Problem requirements: Set down, exactly as written, the lines from the line holding "Tag every instance of the high-rise" to the end of the data, inclusive, skipping any pictures.

## Begin Supplied records

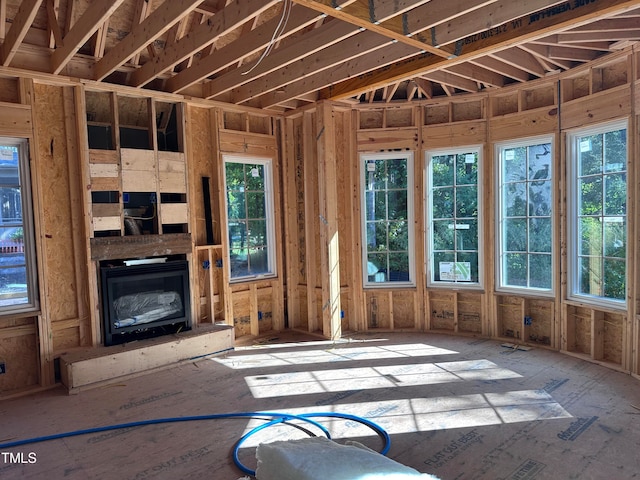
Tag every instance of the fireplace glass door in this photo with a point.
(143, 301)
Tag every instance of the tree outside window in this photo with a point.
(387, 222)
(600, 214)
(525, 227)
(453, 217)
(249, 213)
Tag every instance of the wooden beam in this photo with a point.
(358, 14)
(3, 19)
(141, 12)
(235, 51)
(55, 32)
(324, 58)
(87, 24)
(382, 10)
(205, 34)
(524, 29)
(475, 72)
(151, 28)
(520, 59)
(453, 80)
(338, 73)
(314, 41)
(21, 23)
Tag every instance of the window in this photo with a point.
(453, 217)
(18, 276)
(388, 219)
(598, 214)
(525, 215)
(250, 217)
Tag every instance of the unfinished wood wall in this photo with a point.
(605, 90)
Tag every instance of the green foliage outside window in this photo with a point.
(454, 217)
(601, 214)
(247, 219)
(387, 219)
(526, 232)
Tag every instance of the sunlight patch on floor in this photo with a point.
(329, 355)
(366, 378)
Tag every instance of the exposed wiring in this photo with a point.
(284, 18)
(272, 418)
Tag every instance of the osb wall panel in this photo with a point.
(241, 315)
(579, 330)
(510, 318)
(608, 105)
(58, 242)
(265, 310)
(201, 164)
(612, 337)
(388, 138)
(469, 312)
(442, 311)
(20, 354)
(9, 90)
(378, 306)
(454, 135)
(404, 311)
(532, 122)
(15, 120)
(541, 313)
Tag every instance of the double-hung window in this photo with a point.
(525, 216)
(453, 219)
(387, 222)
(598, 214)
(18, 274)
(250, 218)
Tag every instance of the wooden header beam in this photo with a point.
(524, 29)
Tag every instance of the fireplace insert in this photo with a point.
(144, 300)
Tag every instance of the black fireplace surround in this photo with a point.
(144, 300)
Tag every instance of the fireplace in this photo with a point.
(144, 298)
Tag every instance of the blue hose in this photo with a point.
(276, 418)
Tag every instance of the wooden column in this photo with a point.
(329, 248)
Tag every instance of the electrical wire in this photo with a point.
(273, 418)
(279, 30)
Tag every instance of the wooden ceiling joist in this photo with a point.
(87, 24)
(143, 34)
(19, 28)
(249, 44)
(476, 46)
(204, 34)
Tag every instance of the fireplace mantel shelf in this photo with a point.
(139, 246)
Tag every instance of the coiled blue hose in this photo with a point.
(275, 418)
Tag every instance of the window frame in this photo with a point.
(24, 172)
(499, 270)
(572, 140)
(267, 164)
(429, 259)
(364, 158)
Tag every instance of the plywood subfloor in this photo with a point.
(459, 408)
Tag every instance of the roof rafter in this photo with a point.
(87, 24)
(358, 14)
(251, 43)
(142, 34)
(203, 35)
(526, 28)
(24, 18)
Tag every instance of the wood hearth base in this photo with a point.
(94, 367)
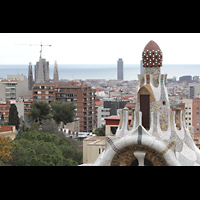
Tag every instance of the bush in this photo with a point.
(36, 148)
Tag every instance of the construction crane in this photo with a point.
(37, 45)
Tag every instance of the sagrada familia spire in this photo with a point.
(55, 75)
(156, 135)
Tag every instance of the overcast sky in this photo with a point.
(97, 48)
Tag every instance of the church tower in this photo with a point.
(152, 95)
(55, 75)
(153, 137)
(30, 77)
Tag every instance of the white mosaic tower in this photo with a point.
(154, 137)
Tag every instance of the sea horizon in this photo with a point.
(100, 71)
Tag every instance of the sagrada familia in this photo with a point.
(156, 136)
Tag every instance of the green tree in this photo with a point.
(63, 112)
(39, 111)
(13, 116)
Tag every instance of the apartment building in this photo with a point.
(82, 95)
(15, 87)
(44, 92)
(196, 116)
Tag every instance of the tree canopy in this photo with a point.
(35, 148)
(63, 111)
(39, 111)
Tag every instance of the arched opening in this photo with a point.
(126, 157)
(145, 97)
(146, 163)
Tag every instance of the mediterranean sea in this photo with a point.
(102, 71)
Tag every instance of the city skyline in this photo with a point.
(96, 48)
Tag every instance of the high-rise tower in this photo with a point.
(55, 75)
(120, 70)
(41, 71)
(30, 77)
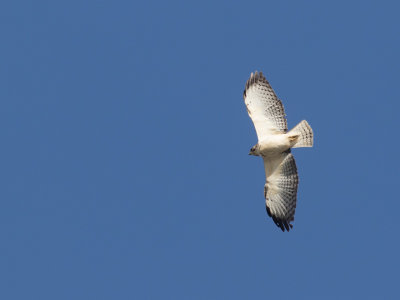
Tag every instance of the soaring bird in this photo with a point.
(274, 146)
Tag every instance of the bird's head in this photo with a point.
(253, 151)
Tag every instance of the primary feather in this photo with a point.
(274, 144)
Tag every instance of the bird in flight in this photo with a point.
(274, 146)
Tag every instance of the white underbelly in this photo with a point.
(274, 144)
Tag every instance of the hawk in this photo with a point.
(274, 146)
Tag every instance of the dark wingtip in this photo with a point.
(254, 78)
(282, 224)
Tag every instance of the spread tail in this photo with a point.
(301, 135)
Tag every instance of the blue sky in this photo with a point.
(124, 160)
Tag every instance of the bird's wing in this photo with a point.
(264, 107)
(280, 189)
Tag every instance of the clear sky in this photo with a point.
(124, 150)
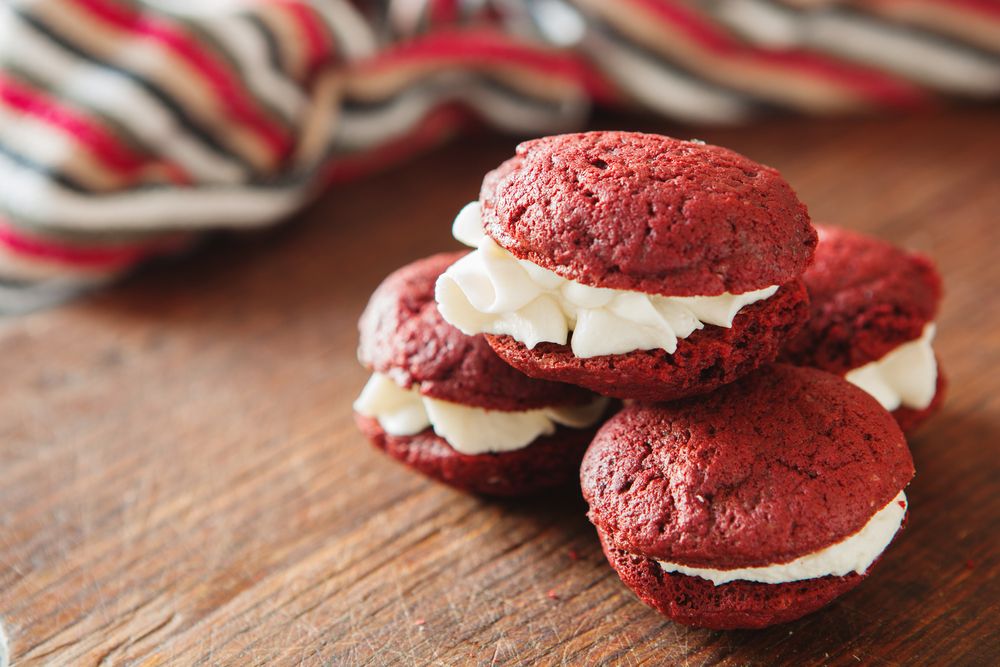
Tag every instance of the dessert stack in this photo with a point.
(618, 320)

## End Supplied records

Response to the task:
Tag every instance of the high-rise tower in this photo with a point.
(55, 75)
(120, 70)
(41, 71)
(30, 77)
Tag every instance of the soaring bird in this photo with a point.
(274, 146)
Tag every instance of the bird's head in this photo with a point.
(253, 151)
Tag every instance of the primary feather in this photo with a point.
(274, 144)
Tag every instance of the bird in flight in this photo with a point.
(274, 146)
Tag every instance of the white underbelly in this photo with a point.
(274, 144)
Tag every instance of the hawk in this photo with a point.
(274, 146)
Tag every instance of the dark wingtip in this photo with a point.
(254, 78)
(282, 224)
Tag every instance of the spread tail in this photo with a point.
(301, 135)
Tag every instance of the blue sky in this photo with a point.
(124, 160)
Tag every instance of the bird's wing in this photo with a point.
(264, 107)
(280, 189)
Tag every instance of the clear sky in this photo with a point.
(124, 150)
Tag every instance of the dessert stack in this photo with a point.
(618, 320)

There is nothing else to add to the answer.